- Source passage
911 for Adults
To expedite help, it’s best to be prepared with the following information and use a clear, calm voice. Take a deep breath while calling to focus and calm yourself.
The dispatcher will ask questions to solicit the information needed to send an appropriate response team and keep them informed.
Nature of emergency: Such as vehicle collision, fire, medical or trauma emergency, behavioral emergency, situation requiring law enforcement, or special situation (such as hazardous materials spill or other issue requiring containment or special rescue).
Location of emergency: Be as specific as possible. Examples: The specific area of the building or property, which side of the road or intersection and any instructions for accessing the site including the direction of approach or gate/security codes
A call back number: In case the call is disconnected or responders have trouble finding the site.
Number of people affected and their conditions: This is important so appropriate number of resources can be sent. Helpful basic information to provide include whether the victims are breathing, pulse present and any significant bleeding or other life-threatening injuries.
911 for Kids
When to Call 911
The only time you should call 911 is if a person is badly hurt or in danger right now!
- Can you call 911 if there's been a car accident? Yes!
- Should you call if you see a crime, like someone hurting someone else or breaking into a person's house? Of course!
- What if someone suddenly seems very sick and is having a hard time speaking or breathing or turns blue? Call right away!

[Stored data entries]
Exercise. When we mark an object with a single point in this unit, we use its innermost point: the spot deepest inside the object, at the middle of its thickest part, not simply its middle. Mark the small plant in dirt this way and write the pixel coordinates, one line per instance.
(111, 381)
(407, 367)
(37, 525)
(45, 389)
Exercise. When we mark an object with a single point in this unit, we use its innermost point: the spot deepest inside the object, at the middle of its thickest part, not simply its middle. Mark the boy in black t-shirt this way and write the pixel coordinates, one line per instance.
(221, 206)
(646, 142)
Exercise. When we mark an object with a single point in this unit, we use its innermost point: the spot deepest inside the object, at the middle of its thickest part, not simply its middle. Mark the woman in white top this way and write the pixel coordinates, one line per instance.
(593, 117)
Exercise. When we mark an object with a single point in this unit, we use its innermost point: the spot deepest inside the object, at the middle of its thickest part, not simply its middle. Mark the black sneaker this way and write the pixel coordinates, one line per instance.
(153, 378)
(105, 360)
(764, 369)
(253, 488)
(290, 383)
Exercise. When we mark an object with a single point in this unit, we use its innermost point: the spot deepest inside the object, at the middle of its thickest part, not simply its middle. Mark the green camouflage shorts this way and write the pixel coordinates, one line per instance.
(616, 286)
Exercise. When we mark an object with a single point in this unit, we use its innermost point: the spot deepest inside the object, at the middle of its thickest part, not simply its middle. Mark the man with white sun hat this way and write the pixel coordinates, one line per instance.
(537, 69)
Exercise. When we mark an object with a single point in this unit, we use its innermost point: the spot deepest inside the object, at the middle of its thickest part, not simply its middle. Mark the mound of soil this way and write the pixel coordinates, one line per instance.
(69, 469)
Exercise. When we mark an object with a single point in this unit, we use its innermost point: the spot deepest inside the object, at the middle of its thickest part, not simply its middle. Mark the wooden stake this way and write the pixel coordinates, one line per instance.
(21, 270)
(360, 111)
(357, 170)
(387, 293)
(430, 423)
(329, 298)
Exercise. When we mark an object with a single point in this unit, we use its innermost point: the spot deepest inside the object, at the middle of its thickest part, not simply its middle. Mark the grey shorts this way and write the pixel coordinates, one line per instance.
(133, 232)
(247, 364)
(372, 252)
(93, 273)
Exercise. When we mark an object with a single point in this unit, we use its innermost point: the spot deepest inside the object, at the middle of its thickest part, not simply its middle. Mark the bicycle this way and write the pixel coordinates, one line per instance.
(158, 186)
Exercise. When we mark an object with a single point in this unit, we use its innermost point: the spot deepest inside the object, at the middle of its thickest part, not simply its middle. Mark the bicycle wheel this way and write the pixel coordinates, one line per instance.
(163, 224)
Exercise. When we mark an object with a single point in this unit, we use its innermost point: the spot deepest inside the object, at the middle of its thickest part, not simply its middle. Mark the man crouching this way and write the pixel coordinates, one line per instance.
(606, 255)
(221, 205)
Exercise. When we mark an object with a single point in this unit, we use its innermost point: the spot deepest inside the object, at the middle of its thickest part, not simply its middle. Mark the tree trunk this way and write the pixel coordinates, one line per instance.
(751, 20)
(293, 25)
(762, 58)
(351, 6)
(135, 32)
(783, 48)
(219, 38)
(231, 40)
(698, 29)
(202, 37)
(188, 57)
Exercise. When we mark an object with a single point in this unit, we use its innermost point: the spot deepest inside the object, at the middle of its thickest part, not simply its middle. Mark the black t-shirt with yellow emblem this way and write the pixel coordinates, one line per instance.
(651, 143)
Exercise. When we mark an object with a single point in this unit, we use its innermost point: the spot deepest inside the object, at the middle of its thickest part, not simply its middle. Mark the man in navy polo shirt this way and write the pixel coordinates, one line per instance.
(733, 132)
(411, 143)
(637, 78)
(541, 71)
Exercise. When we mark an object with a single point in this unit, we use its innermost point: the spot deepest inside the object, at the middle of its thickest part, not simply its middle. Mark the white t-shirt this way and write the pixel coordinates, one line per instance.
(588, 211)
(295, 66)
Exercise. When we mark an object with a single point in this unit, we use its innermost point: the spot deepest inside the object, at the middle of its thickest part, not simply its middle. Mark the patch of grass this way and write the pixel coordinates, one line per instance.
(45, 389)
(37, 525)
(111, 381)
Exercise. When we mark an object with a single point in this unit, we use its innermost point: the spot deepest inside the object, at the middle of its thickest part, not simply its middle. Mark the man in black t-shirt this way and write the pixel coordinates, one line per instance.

- Activities
**1.** According to the 911 guidance text, why should a caller give a call back number?
**2.** Continue the 911 guidance text from its last line, keeping the kids' section going.

- Answers per task
**1.** In case the call is disconnected or responders have trouble finding the site.

**2.**
- What if someone collapses or passes out? Absolutely call!
- What if someone's house is on fire? Definitely call!
Sometimes people are confused about when to call an emergency number like 911. These are examples of when not to call:
- you can't find your favorite toy or your homework from last night
- your cat got into a fight with another cat
- your brother or your friend dares you to call
- you have a nasty hangnail
NEVER call 911 as a joke or just to see what might happen. When the emergency dispatcher has to take the time to talk to people who don't have a real emergency, other people who call and do need help right away might have to wait. And when you call 911, the operator can tell where you're calling from.
Before an emergency happens, talk to your parents or another adult about when you should call 911. If you're not sure whether there's a real emergency and there are no adults around, it's a good idea to make the call. You could save someone's life.